[Boundary labeling items]
______
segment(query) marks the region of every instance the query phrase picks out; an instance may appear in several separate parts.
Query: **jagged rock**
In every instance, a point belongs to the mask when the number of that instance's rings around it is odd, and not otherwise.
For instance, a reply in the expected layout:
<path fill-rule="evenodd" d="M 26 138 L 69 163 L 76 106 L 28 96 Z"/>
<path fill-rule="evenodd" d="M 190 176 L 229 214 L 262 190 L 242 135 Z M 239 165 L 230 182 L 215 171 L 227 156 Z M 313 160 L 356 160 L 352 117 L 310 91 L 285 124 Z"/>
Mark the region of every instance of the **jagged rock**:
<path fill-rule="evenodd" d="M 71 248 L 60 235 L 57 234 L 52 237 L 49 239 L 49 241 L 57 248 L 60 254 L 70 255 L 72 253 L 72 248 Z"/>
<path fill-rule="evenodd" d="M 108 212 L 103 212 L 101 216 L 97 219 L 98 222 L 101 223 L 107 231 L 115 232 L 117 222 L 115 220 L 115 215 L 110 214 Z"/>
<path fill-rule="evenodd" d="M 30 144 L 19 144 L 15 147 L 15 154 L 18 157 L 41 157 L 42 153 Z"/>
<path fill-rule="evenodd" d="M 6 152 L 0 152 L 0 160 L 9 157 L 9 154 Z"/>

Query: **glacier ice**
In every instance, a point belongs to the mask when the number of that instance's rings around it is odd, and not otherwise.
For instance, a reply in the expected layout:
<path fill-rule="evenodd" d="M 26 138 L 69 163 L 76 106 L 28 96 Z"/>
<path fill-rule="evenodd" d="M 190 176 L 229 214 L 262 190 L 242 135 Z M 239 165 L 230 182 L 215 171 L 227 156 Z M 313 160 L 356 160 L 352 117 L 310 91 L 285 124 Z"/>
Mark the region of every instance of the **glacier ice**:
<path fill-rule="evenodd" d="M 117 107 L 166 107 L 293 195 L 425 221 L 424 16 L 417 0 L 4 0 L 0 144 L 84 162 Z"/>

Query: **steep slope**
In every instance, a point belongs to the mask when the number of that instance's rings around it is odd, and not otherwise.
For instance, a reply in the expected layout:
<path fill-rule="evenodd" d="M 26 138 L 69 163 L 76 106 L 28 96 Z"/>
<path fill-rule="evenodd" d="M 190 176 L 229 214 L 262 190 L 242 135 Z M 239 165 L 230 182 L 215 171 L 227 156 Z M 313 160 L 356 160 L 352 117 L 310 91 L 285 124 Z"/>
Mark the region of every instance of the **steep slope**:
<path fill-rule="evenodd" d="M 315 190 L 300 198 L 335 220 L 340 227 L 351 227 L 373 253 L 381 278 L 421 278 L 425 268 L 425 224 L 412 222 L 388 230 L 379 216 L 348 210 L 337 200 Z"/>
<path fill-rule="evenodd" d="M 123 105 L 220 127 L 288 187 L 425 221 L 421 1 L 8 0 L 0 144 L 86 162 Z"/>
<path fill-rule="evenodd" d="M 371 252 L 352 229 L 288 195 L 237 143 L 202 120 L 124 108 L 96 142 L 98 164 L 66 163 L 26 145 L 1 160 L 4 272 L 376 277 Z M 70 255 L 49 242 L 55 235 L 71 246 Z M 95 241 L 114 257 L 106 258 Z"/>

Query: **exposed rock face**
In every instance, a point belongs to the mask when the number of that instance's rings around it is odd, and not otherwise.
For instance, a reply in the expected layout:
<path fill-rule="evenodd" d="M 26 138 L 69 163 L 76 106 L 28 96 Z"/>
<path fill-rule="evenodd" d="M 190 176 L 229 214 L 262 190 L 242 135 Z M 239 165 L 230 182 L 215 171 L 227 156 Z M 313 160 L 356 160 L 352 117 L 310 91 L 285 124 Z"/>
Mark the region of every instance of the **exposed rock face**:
______
_The task_. Can you quote all of the rows above verbatim, keeping every line unchanged?

_Task result_.
segment(query) marks the region of every instance the query phrase picks out; an instance may appear in several separate parts.
Query: **jagged rock**
In every instance, a point belongs to the mask when the number of that instance's rings around it is odd, and not otherwise.
For instance, a reply in the expected layout:
<path fill-rule="evenodd" d="M 26 138 L 69 163 L 76 106 L 28 96 Z"/>
<path fill-rule="evenodd" d="M 190 176 L 229 214 L 262 190 L 242 135 Z M 239 165 L 230 182 L 215 171 L 227 156 Z M 313 160 L 356 160 L 352 117 L 310 91 L 285 124 Z"/>
Mark the region of every instance of the **jagged rock**:
<path fill-rule="evenodd" d="M 71 248 L 60 235 L 57 234 L 52 237 L 49 239 L 49 241 L 57 248 L 60 254 L 70 255 L 72 253 L 72 248 Z"/>
<path fill-rule="evenodd" d="M 108 212 L 103 212 L 101 216 L 97 219 L 98 222 L 101 223 L 107 231 L 115 232 L 117 222 L 115 220 L 115 215 L 110 214 Z"/>
<path fill-rule="evenodd" d="M 30 144 L 19 144 L 15 147 L 15 154 L 18 157 L 41 157 L 42 153 Z"/>
<path fill-rule="evenodd" d="M 6 152 L 0 152 L 0 160 L 9 157 L 9 154 Z"/>

Query: **glacier ice**
In every instance, a point belongs to the mask when the number of that instance's rings around it is odd, and not otherwise.
For instance, a reply in the expected layout:
<path fill-rule="evenodd" d="M 26 138 L 69 163 L 76 106 L 28 96 Z"/>
<path fill-rule="evenodd" d="M 190 176 L 229 214 L 262 190 L 242 135 Z M 239 165 L 230 182 L 215 171 L 227 156 Z M 313 160 L 356 160 L 352 117 L 310 91 L 285 124 Z"/>
Mark the region of every instance of the **glacier ice**:
<path fill-rule="evenodd" d="M 117 107 L 166 107 L 293 195 L 425 221 L 424 16 L 417 0 L 4 0 L 0 144 L 84 162 Z"/>

Query: **steep slope**
In every instance, a point belongs to the mask when the number of that instance's rings around it is odd, and not otherwise.
For instance, a reply in the expected layout:
<path fill-rule="evenodd" d="M 26 138 L 69 163 L 76 106 L 28 96 Z"/>
<path fill-rule="evenodd" d="M 190 176 L 229 214 L 262 190 L 242 135 Z M 239 165 L 230 182 L 215 171 L 227 156 Z M 313 160 L 356 160 L 352 117 L 310 91 L 285 124 Z"/>
Mark the region of every instance of the **steep slope**:
<path fill-rule="evenodd" d="M 315 190 L 300 198 L 335 220 L 340 227 L 351 227 L 373 253 L 381 278 L 421 278 L 425 268 L 425 224 L 412 222 L 388 230 L 379 216 L 348 210 L 337 200 Z"/>
<path fill-rule="evenodd" d="M 123 105 L 220 127 L 288 187 L 425 221 L 421 1 L 8 0 L 0 144 L 86 162 Z"/>
<path fill-rule="evenodd" d="M 371 252 L 352 229 L 288 195 L 237 143 L 202 120 L 124 108 L 96 142 L 98 164 L 66 163 L 26 145 L 1 160 L 4 272 L 376 277 Z M 70 255 L 49 242 L 55 235 L 71 246 Z M 95 241 L 114 257 L 106 258 Z"/>

Query: **exposed rock face**
In every instance, a point belongs to the mask when the number of that instance's rings around it is odd, and not otherwise.
For instance, a reply in the expected layout:
<path fill-rule="evenodd" d="M 26 138 L 69 163 L 76 106 L 28 96 Z"/>
<path fill-rule="evenodd" d="M 190 176 L 229 214 L 262 190 L 242 135 Z M 239 165 L 230 182 L 215 171 L 227 156 Z M 313 160 L 356 160 L 352 117 L 310 91 L 285 124 Z"/>
Mark the region of every instance of the **exposed rock face**:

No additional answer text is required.